EXERCISE DETAILS
Transcribe the part of the cycling race report from "The goal of" up to and including "large hadron collider.".

DOCUMENT PASSAGE
Bro, do you even echelon? – A brief 140km cycling tutorial

0 Submitted by on Fri, 13 June 2014, 19:44

“Winds of up to 30 miles per hour” was one of the many sentences in the background noise fuzz that resonated the night before stage 3 at the North Star Bicycle Festival.

Somehow the dullness of my muscles appears to correlate with similar mental circumstances, and that piece of information about the wind was lost in my hypoglycaemic fog.

The goal of stage 3’s 154km road race was to protect Peter’s best young rider’s jersey, and for some of the guys to try to sneak into a breakaway. The race started with a neutral section, followed by a short gravel section. In hindsight, this miniscule gravel/dirt section accurately foreshadowed how the rest of the day would go. You could say that the proverbial shit was hit against itself in the large hadron collider.

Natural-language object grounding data
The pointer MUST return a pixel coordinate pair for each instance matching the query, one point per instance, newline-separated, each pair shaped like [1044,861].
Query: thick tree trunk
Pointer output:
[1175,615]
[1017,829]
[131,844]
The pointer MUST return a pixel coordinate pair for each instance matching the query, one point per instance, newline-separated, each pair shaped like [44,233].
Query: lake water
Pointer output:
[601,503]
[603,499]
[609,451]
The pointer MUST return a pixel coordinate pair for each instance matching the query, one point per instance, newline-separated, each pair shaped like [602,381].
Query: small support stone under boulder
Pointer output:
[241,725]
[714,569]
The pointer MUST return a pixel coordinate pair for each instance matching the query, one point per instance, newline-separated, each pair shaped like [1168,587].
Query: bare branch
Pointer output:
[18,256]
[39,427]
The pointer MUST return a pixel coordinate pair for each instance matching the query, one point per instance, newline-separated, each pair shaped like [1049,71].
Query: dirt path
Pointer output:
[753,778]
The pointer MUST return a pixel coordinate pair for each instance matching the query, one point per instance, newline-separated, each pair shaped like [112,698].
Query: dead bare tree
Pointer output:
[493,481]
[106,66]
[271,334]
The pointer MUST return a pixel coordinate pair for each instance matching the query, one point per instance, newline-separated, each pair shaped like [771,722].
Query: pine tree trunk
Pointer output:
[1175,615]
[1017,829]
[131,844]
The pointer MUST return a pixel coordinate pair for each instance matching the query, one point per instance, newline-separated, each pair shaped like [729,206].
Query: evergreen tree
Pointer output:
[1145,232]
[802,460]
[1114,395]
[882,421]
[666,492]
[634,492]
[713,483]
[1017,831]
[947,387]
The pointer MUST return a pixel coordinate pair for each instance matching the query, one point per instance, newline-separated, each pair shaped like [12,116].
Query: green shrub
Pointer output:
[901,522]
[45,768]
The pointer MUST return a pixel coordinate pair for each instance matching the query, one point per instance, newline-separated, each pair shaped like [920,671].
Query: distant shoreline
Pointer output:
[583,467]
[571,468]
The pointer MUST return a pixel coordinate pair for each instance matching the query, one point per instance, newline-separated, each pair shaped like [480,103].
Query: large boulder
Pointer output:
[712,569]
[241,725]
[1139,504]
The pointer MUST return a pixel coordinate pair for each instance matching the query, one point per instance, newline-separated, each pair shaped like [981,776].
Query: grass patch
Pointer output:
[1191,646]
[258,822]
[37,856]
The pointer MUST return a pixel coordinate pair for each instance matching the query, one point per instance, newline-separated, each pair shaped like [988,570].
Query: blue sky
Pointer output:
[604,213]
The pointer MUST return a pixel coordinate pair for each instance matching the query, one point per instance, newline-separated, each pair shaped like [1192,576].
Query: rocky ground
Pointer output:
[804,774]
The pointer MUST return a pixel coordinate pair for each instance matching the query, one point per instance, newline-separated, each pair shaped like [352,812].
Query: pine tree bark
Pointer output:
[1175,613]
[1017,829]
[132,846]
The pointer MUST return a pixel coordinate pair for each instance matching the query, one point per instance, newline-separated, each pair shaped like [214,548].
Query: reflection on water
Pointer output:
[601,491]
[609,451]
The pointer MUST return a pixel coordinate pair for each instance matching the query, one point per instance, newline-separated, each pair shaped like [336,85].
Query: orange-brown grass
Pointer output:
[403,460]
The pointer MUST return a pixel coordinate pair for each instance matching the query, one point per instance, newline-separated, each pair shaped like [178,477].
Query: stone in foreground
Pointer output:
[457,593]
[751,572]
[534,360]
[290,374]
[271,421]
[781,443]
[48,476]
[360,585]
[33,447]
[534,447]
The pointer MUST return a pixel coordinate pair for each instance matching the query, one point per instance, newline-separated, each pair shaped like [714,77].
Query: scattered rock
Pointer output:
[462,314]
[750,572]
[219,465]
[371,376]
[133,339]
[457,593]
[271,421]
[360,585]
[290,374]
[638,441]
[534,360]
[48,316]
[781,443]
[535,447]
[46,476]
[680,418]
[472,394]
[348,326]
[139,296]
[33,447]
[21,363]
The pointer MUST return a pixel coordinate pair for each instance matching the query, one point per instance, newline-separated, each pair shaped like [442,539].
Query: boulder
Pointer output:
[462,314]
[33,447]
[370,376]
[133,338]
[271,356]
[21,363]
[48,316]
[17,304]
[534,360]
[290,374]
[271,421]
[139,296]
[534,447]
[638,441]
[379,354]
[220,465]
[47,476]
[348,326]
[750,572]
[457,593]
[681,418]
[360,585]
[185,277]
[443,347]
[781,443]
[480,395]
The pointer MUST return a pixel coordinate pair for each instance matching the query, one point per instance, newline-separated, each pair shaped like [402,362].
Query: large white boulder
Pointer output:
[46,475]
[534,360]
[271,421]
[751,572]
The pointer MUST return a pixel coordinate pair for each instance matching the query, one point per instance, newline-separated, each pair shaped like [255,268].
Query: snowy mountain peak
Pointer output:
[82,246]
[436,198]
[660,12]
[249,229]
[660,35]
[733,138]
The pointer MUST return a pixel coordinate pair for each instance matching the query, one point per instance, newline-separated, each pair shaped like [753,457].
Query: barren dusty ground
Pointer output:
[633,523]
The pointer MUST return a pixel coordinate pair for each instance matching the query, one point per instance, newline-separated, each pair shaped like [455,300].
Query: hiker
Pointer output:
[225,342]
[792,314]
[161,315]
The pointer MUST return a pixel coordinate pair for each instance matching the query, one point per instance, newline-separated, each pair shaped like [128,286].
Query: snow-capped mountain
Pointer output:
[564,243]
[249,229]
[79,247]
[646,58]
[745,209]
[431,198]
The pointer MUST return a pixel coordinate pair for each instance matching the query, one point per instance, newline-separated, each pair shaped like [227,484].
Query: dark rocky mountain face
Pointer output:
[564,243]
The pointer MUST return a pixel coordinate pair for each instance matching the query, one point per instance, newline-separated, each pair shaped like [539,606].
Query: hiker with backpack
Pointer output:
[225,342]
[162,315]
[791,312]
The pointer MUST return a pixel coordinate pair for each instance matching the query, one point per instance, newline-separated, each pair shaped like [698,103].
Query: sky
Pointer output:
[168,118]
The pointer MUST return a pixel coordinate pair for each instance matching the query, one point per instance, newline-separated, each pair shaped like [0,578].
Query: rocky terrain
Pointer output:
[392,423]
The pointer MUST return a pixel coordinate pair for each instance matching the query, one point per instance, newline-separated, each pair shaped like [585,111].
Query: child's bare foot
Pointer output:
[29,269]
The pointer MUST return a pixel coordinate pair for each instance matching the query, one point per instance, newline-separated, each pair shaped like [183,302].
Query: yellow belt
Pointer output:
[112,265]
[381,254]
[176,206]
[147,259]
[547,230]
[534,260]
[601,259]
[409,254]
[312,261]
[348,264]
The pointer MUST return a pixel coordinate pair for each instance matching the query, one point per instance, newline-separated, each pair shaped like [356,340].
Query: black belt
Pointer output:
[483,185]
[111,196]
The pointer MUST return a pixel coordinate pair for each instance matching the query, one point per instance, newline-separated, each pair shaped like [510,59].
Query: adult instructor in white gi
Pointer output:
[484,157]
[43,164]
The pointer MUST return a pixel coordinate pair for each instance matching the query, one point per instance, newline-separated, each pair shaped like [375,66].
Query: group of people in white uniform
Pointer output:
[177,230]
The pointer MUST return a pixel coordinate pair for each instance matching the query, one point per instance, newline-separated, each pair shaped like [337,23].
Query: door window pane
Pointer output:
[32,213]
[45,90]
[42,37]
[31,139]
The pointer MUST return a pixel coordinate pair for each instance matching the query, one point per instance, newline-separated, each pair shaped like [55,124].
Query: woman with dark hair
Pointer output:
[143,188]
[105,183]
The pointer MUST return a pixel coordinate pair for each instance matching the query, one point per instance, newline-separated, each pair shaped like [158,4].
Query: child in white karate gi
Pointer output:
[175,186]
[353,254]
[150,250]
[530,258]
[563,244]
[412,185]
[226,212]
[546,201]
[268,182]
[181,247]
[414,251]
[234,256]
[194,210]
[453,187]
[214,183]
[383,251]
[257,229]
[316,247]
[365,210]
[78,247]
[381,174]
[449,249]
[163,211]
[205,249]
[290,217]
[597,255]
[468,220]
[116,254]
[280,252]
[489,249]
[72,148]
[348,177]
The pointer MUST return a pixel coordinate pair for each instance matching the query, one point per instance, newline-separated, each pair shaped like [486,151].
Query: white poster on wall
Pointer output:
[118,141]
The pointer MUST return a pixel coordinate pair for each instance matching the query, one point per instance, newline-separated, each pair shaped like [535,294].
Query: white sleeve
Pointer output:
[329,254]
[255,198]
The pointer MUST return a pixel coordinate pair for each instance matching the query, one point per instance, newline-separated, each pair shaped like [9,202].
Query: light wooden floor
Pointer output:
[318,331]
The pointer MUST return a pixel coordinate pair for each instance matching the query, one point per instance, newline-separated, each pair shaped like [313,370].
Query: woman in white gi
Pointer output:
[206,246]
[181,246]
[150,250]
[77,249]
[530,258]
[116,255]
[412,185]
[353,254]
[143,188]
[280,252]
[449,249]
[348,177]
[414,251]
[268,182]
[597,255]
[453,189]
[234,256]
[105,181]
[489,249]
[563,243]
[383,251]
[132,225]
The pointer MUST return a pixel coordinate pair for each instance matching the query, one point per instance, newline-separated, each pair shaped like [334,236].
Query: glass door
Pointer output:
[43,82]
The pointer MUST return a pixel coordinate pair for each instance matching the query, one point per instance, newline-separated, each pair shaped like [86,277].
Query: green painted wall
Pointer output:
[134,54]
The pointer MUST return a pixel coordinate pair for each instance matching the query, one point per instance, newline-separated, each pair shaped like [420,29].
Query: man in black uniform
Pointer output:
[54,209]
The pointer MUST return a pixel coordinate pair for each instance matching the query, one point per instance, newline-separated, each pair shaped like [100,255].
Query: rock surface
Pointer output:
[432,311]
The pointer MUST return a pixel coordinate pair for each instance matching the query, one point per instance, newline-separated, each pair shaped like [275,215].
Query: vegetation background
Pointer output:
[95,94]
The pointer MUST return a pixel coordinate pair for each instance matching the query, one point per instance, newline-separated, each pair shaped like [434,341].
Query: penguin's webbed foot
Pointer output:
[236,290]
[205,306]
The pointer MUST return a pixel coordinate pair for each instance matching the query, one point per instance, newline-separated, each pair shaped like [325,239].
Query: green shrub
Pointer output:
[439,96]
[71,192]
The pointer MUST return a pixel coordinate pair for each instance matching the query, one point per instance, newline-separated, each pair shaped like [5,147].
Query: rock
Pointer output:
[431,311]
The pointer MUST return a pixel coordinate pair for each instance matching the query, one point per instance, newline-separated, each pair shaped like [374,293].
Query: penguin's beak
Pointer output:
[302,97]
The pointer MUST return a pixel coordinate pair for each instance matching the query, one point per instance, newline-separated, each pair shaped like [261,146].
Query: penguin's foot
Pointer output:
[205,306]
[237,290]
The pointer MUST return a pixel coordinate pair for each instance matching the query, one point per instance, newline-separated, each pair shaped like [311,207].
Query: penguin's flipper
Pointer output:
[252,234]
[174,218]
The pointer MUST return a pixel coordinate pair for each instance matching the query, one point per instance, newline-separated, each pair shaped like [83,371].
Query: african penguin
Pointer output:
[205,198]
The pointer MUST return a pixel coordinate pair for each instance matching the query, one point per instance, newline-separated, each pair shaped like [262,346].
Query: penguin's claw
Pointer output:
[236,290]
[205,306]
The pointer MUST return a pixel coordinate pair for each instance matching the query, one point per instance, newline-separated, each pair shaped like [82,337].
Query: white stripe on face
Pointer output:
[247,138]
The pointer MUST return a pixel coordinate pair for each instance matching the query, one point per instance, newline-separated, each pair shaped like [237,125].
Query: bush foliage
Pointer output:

PROBLEM SOLUTION
The goal of stage 3’s 154km road race was to protect Peter’s best young rider’s jersey, and for some of the guys to try to sneak into a breakaway. The race started with a neutral section, followed by a short gravel section. In hindsight, this miniscule gravel/dirt section accurately foreshadowed how the rest of the day would go. You could say that the proverbial shit was hit against itself in the large hadron collider.